**Rows from a dataset**
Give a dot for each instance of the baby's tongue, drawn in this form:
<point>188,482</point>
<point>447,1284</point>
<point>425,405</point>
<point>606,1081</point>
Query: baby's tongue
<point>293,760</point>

...

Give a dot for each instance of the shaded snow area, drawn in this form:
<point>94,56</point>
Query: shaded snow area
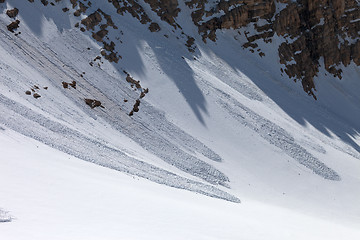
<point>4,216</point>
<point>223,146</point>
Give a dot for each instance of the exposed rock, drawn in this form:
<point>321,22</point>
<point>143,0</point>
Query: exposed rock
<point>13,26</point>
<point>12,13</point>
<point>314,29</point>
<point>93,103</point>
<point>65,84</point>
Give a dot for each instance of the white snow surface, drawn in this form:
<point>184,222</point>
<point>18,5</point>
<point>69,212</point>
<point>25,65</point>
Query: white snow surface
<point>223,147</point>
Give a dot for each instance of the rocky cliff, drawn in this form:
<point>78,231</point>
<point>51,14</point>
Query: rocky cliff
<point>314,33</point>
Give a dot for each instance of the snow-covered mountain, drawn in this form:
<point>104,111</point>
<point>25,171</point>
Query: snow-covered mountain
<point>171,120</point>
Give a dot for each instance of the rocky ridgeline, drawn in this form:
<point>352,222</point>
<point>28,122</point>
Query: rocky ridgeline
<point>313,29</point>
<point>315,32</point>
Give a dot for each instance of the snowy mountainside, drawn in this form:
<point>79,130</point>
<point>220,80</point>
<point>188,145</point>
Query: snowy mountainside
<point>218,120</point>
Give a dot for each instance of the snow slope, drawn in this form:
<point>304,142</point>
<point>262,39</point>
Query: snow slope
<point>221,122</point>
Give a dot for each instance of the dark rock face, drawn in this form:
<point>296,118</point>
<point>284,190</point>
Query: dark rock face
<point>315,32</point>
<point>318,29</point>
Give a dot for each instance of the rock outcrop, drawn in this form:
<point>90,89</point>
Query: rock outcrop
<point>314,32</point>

==

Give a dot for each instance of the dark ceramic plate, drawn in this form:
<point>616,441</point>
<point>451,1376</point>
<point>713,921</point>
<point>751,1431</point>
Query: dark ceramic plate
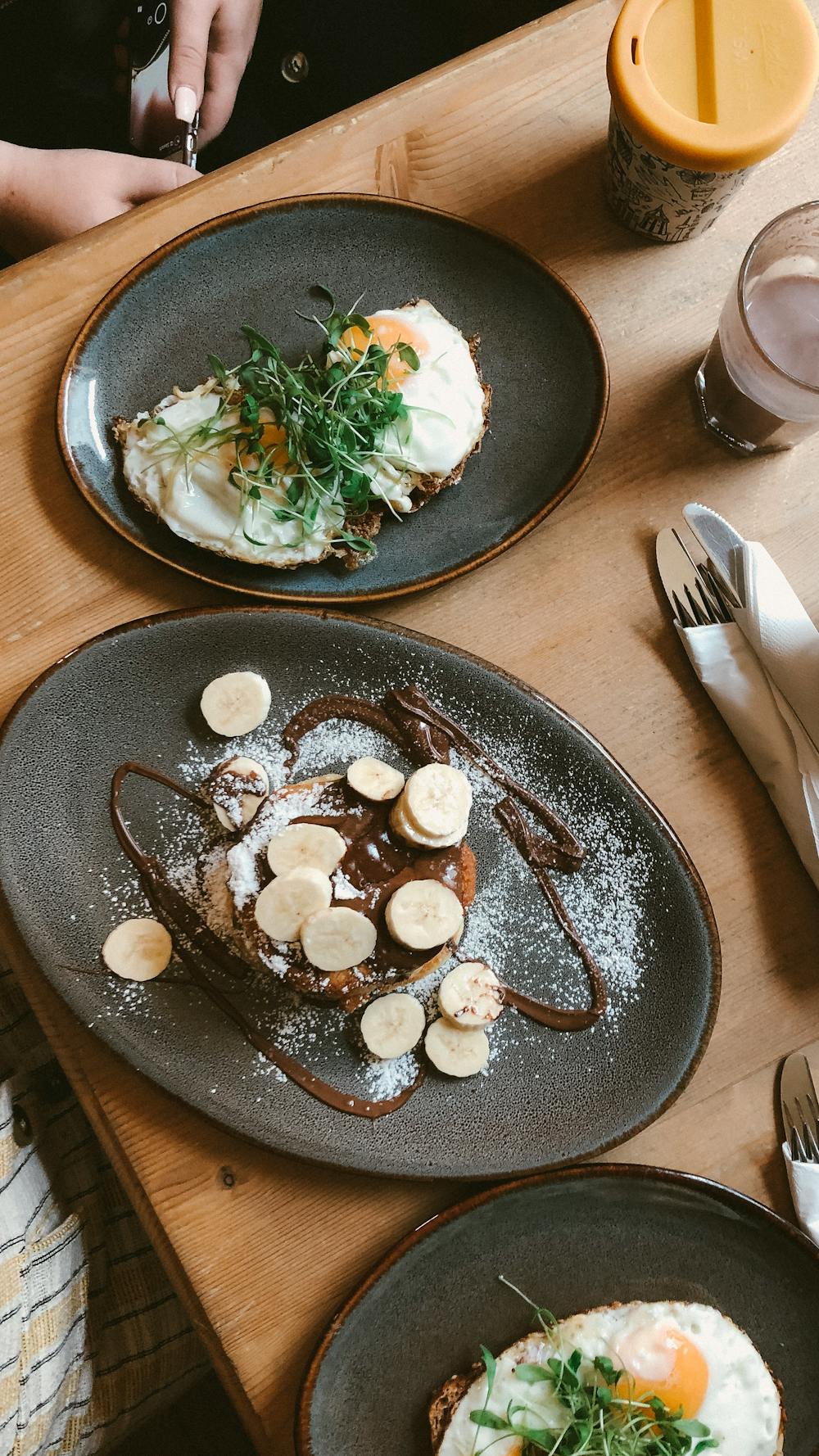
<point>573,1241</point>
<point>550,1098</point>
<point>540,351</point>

**TO BE DONE**
Reproduce, word for word, the rows from the line containing "Give a dot for each instance of the baby's" through the line containing "<point>293,760</point>", both lines included.

**REPLY TO THE EXERCISE**
Give a dot for each instance of the baby's tongue, drawn in this form:
<point>188,482</point>
<point>447,1284</point>
<point>425,405</point>
<point>606,1081</point>
Query: baby's tongue
<point>293,760</point>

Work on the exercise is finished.